• [Textabschnitt]:
○ ○ ○
Zwischen den Rillen
: Dandy, Playboy, Mäusespeck

■ Die antirockistische Subversion lebt: Katerine, Mike Flowers, Tiny Tim

Echtes Dandytum hat immer etwas Heroisches: Der Dandy muß zuallererst mit einem stoischen Gleichmut gegenüber der Möglichkeit ausgestattet sein, auf weniger exquisite Gemüter peinlich zu wirken. Versteht sich, daß solch königliche Haltung zur eigenen Disposition nichts mit Selbstironie gemein hat. Ein Dandy ist kein Kasper.

Der Franzose Katerine hat das Zeug zum besonders netten Dandy. Zunächst einmal ist da die Sache mit dem Namen. Emanzipation hin, Emanzipation her – über eine Frau Walter staunt kein Mensch, aber wie steht es mit einem Herrn Marion? Philippe Katerine geht noch einen Schritt weiter und läßt zugunsten des „weiblichen“ Nachnamens gleich seinen Vornamen weg: Bonjour, Katerine!

Aber auch die Coverfotos seiner ersten CD verraten eigenwilligen Geschmack. Der durchaus virile Katerine präsentiert sich auf grüner Wiese im Playboylook der späten Sixties – nur trägt er keine Schuhe, sondern irritierenderweise dunkle Socken. Das hat etwas Ungeschütztes und ist ein bißchen sexy.

Briten würden den smarten Philippe wohl den ersten Wimp- Sänger Frankreichs nennen. Mit überraschend heller, sanfter Stimme besingt er in 16 mild fatalistischen Miniaturen die Fährnisse des Alltags und der Liebe. „Ich wartete im Botanischen Garten auf Sie und wußte gar nicht, daß Sie gestorben sind.“ Seine an Charles Trenet geschulten, zart jazzigen Kompositionen sind so schwerelos und so frühsechzigerjahremäßig charmant umgesetzt, daß sie an Tati-Filme denken lassen. Xylophon, Zupfbaß und E-Gitarre, sommerliche Leichtigkeit und ein leise wehender Hauch von Melancholie. „Sind Sie denn nicht homosexuell, Monsieur Katerine?“ heißt es in einem Lied, und die Antwort lautet: „Quelle importance? Wir sehen uns sowieso nie wieder.“ Das allerdings wäre sehr, sehr schade.
○ ○ ○
• [Datensätze zur Aufgabe]:
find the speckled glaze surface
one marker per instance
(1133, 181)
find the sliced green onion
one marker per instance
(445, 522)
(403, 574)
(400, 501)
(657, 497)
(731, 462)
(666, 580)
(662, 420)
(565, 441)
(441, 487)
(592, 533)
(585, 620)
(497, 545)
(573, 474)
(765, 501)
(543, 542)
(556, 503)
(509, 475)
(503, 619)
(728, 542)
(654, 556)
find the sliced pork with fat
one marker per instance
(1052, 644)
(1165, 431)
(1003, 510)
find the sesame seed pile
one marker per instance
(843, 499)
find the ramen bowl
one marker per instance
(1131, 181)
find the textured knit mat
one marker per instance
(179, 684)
○ ○ ○
• [Gestellte Aufgabe 1]:
Was trägt Katerine laut dem Textabschnitt auf den Coverfotos seiner ersten CD anstelle von Schuhen?
• [Gestellte Aufgabe 2]:
Verschiebe bitte jede Zahl der Koordinaten in den Antworten um -133. Gib dazu die Zeilen der Datensätze vollständig wieder, von der Zeile mit "find the sliced pork with fat" bis zum Ende der Datensätze, beide Enden eingeschlossen.

• [Schriftliche Antwort 1]:
Dunkle Socken.

• [Schriftliche Antwort 2]:
find the sliced pork with fat
one marker per instance
(919, 511)
(1032, 298)
(870, 377)
find the sesame seed pile
one marker per instance
(710, 366)
find the ramen bowl
one marker per instance
(998, 48)
find the textured knit mat
one marker per instance
(46, 551)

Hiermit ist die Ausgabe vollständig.